**EXTRACTED TEXT:**
++++

ARTICLES OF INCORPORATION

OF

WAVERLY HUNDRED HOMEOWNERS ASSOCIATION INC

A NON PROFIT CORPORATION

The undersigned subscribers file these Articles of Incorporation to form a corporation not for profit

under the laws of the State of Florida and certify as follows:

ARTICLE I

NAME

The name of the corporation shall be WAVERLY HUNDRED HOMEOWNERS Association. (the

"Association").

ARTICLE II

DEFINITIONS

As used herein the following words and phrases shall have the definition set forth below:

A. "Association" shall mean and refer to Waverly Hundred Homeowners Association, Inc. its

successors and assigns.

B. "Declarant" shall mean and refer to Ivanhoe and Investments, Inc. its successors and assigns or

any successor or assign to all or substantiality all of its interest in the property.

++++

**GIVEN TASK A:**
From the articles of incorporation above, reproduce the passage that begins with the words "The name of" and ends after the words "successors and assigns.".
**GIVEN TASK B:**
According to the articles of incorporation above, to which entity does the term "Declarant" refer?

**STORED DATA:**
++++

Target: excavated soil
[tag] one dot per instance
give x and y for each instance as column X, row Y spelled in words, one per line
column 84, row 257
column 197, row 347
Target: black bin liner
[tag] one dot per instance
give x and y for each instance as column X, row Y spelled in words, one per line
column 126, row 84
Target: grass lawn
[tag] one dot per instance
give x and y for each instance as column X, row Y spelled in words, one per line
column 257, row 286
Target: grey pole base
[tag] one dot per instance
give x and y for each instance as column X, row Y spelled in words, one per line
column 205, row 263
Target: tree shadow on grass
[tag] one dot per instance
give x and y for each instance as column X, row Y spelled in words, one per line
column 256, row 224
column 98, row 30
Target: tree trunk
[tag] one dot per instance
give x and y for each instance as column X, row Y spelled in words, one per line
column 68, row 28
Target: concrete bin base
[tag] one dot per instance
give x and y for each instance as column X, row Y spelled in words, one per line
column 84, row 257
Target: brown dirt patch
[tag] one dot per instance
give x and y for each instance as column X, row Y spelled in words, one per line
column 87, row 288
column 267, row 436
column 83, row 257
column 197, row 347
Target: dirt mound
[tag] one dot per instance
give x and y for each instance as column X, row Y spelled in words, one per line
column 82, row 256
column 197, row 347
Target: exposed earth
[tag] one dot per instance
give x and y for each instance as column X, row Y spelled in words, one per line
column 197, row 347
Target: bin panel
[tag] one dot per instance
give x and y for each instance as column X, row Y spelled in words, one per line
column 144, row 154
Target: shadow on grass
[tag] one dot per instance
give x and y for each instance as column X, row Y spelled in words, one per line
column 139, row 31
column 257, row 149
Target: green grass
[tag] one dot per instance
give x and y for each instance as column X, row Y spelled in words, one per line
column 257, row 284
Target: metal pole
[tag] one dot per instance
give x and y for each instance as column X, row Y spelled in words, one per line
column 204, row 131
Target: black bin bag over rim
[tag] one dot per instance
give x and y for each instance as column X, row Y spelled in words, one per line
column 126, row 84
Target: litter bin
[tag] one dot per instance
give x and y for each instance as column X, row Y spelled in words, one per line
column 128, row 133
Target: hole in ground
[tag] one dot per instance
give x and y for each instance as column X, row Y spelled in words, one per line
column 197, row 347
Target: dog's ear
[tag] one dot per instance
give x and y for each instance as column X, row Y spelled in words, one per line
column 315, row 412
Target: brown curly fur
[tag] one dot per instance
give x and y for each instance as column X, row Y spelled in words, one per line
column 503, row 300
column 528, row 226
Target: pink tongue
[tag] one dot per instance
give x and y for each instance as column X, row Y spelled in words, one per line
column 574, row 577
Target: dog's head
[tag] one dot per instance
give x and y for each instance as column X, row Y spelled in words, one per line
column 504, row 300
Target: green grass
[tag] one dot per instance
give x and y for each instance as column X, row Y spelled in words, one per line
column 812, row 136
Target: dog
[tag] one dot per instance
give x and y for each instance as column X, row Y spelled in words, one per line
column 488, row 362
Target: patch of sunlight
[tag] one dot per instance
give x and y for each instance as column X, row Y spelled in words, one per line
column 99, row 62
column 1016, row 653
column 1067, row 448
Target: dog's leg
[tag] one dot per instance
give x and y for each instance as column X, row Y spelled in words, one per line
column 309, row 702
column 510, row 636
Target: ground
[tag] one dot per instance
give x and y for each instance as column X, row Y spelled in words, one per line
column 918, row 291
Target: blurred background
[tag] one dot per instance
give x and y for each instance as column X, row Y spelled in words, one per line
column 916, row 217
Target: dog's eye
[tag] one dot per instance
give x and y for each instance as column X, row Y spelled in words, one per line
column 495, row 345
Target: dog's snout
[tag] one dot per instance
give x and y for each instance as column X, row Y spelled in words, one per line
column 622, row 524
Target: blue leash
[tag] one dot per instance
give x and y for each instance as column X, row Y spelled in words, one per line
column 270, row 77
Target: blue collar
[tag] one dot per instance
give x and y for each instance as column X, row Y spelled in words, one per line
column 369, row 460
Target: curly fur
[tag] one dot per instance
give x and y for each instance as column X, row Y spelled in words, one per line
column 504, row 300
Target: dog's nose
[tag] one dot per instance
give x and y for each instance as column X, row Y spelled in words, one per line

++++

**EXERCISE RESULT A:**
The name of the corporation shall be WAVERLY HUNDRED HOMEOWNERS Association. (the

"Association").

ARTICLE II

DEFINITIONS

As used herein the following words and phrases shall have the definition set forth below:

A. "Association" shall mean and refer to Waverly Hundred Homeowners Association, Inc. its

successors and assigns.

**EXERCISE RESULT B:**
Ivanhoe and Investments, Inc., its successors and assigns.